Required work → Extract every line of the material below that contains the string "blue", treating uppercase and lowercase as different.

Records shown →
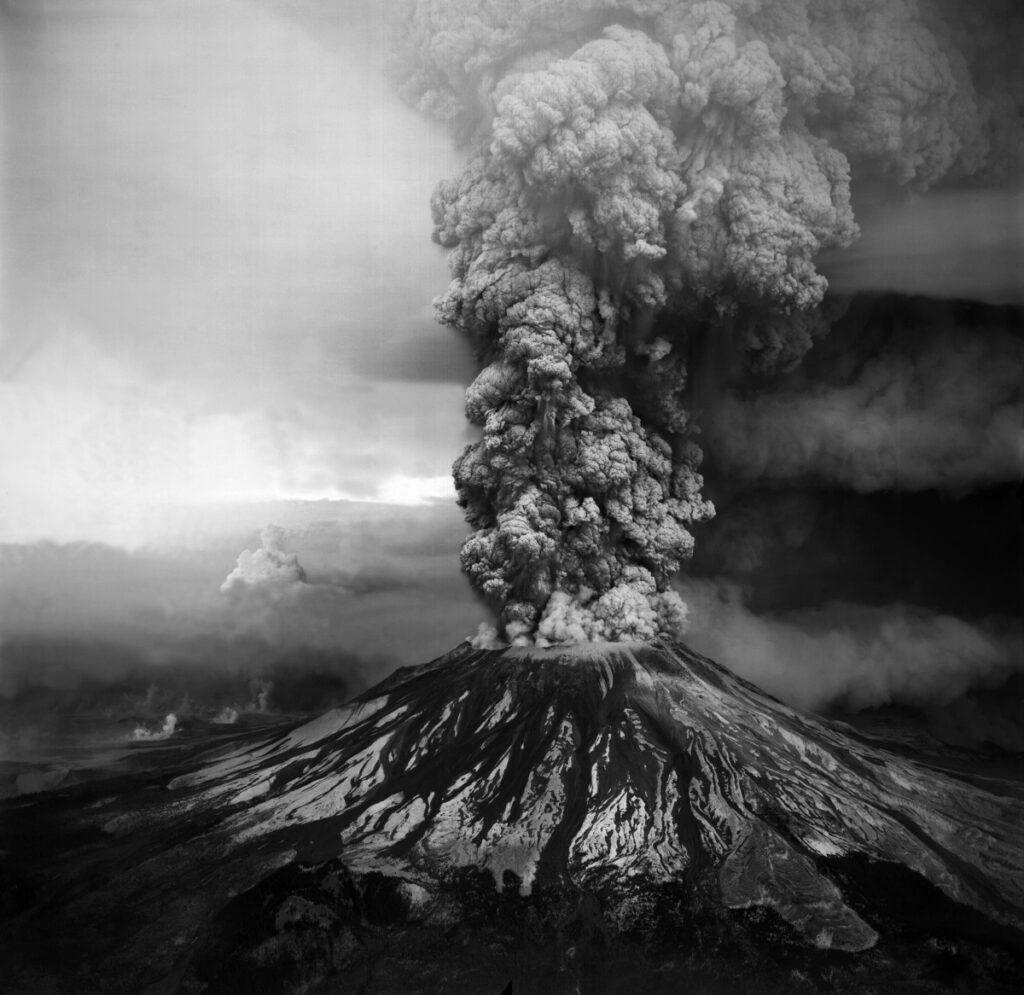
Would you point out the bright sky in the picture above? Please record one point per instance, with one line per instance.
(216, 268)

--

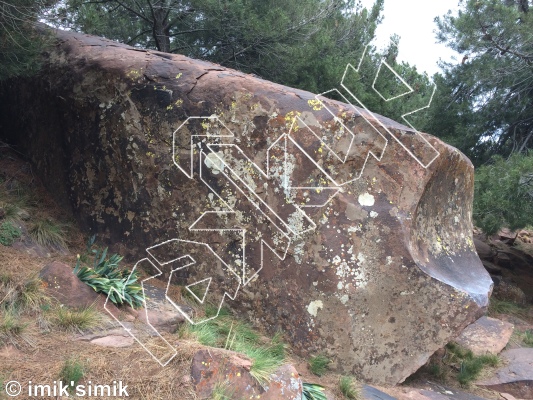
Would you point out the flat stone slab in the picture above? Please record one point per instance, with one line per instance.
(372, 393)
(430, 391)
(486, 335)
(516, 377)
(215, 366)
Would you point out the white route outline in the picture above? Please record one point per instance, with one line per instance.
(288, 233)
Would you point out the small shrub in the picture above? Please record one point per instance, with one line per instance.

...

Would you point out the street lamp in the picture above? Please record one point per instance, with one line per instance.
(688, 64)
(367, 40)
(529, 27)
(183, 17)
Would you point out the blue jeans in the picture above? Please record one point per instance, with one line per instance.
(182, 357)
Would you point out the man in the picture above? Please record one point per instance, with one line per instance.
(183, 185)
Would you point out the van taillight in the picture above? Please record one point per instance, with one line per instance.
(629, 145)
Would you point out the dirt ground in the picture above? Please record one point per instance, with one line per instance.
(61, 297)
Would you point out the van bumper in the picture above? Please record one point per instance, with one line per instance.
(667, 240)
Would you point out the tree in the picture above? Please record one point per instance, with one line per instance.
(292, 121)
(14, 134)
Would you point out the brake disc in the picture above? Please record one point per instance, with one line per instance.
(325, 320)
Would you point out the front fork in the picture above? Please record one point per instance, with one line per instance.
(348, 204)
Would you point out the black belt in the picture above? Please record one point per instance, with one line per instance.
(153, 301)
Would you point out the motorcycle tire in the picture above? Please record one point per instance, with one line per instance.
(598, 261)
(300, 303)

Correct answer →
Would you point out the blue jeans in the picture above? Please record one point per instance, with one line per instance.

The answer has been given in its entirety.